** start Document text **
NVIDIA / enroot

A simple yet powerful tool to turn traditional container/OS images into unprivileged sandboxes.
Apache License 2.0
626 stars 94 forks source link

99-mellanox.sh script broken when there is no "/sys/class/infiniband_cm" #118

Open jasonguy opened 2 years ago

jasonguy commented 2 years ago

The script 99-mellanox.sh breaks on hosts with newer linux-rdma package. It looks like this commit in the linux kernel removed all references to the /sys/class/infiniband_cm/ directory represented by the cm_class symbol.
** end Document text **
** start Stored data **
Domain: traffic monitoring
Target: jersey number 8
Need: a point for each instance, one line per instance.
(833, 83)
** end Stored data **
** To do **
- A) Reproduce the enroot issue text verbatim. Begin at the words "jasonguy commented 2" and stop after "the cm_class symbol.".
- B) Answer these from the enroot issue page:
(i) Under what license is the project released?
(ii) What number does the issue carry?
(iii) Which script does the issue report as broken?
- C) Go on with the enroot 99-mellanox.sh issue report, starting right after its final sentence.

** Task results **
- A)
jasonguy commented 2 years ago

The script 99-mellanox.sh breaks on hosts with newer linux-rdma package. It looks like this commit in the linux kernel removed all references to the /sys/class/infiniband_cm/ directory represented by the cm_class symbol.

- B)
(i) Apache License 2.0
(ii) #118
(iii) 99-mellanox.sh

- C)
flx42 commented 2 years ago

Which version of enroot are you using? This should have been fixed by https://github.com/NVIDIA/enroot/commit/d80b3f6749bd796d05c136bb30788e7acd63afd6

jasonguy commented 2 years ago

Looks like the user (not me) was following “Running with Pyxis/Enroot” in NVIDIA HPC-Benchmarks page. Command executed on the DGX was: root@p-dgx-a100-009:/home/secure# srun -N 1 --ntasks-per-node=8 --cpu-bind=none --mpi=none --container-image="/home/secure/hpl-baai-21.4.sqsh" hpl.sh --xhpl-ai --config dgx-a100 --dat /workspace/hpl-ai-linux-x86_64/sample-dat/HPL-dgx-a100-1N.dat

flx42 commented 2 years ago

Right, but this doesn't tell me which enroot version it is. You need to run:

$ enroot version
3.3.0
jasonguy commented 2 years ago

Looks like the answer is in the error log...

slurmstepd: error: pyxis: enroot-mount: failed to mount: /sys/class/infiniband_cm/abi_version at /root/.local/share/enroot/pyxis_19.0/sys/class/infiniband_cm/abi_version: No such file or directory slurmstepd: error: pyxis: [ERROR] /usr/local/etc/enroot/hooks.d/99-mellanox.sh exited with return code 1

flx42 commented 2 years ago

No, this is just the Slurm job ID.